**WRITTEN PROBLEM:** Copy out the data below word for word, keeping every line unchanged.

** BEGIN DATA SHOWN **

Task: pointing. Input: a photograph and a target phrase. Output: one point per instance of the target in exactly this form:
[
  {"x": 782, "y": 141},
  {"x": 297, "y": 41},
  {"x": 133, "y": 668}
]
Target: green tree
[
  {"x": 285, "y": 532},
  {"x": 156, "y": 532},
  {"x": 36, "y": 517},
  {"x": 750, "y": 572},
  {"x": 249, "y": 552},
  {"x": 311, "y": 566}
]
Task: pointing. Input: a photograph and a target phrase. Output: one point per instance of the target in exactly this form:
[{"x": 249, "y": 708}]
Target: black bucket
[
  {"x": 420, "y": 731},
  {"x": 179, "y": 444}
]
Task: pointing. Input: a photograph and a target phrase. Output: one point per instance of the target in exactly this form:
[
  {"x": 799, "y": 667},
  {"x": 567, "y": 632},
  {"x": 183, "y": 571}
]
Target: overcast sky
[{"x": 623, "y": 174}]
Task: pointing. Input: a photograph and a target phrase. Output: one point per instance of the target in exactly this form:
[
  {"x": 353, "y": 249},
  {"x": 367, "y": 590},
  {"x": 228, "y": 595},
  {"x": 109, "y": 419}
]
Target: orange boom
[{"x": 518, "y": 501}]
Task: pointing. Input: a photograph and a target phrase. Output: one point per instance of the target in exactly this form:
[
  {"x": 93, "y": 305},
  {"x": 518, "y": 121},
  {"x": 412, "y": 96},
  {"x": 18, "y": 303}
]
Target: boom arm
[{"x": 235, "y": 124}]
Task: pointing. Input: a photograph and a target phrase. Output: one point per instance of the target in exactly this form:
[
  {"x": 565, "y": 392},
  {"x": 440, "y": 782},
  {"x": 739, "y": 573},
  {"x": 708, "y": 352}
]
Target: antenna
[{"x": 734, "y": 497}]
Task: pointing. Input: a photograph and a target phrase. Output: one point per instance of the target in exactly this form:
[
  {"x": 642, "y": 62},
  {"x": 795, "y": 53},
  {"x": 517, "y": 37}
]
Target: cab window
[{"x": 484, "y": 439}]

** END DATA SHOWN **

**SOLUTION:**
Task: pointing. Input: a photograph and a target phrase. Output: one point per instance of the target in exactly this form:
[
  {"x": 782, "y": 141},
  {"x": 297, "y": 41},
  {"x": 133, "y": 668}
]
Target: green tree
[
  {"x": 285, "y": 532},
  {"x": 156, "y": 532},
  {"x": 36, "y": 517},
  {"x": 750, "y": 572},
  {"x": 249, "y": 552},
  {"x": 311, "y": 566}
]
Task: pointing. Input: a photograph and a target phrase. Output: one point per instance of the target in exactly this form:
[{"x": 249, "y": 708}]
Target: black bucket
[
  {"x": 420, "y": 731},
  {"x": 179, "y": 444}
]
Task: pointing. Input: a photograph and a target phrase. Output: one point per instance of the target in exactly this form:
[
  {"x": 799, "y": 667},
  {"x": 567, "y": 632},
  {"x": 183, "y": 571}
]
Target: overcast sky
[{"x": 623, "y": 174}]
Task: pointing. Input: a photograph and a target phrase. Output: one point per instance of the target in exactly this form:
[
  {"x": 353, "y": 249},
  {"x": 367, "y": 590},
  {"x": 228, "y": 595},
  {"x": 109, "y": 419}
]
Target: orange boom
[{"x": 518, "y": 501}]
Task: pointing. Input: a photograph and a target phrase. Output: one point per instance of the target in exactly this form:
[
  {"x": 93, "y": 305},
  {"x": 518, "y": 121},
  {"x": 412, "y": 96},
  {"x": 18, "y": 303}
]
Target: boom arm
[{"x": 235, "y": 124}]
Task: pointing. Input: a photograph and a target phrase. Output: one point per instance of the target in exactly this form:
[
  {"x": 565, "y": 392},
  {"x": 440, "y": 782},
  {"x": 739, "y": 573},
  {"x": 708, "y": 352}
]
Target: antenna
[{"x": 734, "y": 497}]
Task: pointing. Input: a photograph and a target phrase. Output: one point per instance of the target in exactly this form:
[
  {"x": 642, "y": 62},
  {"x": 795, "y": 53},
  {"x": 517, "y": 37}
]
Target: cab window
[{"x": 484, "y": 439}]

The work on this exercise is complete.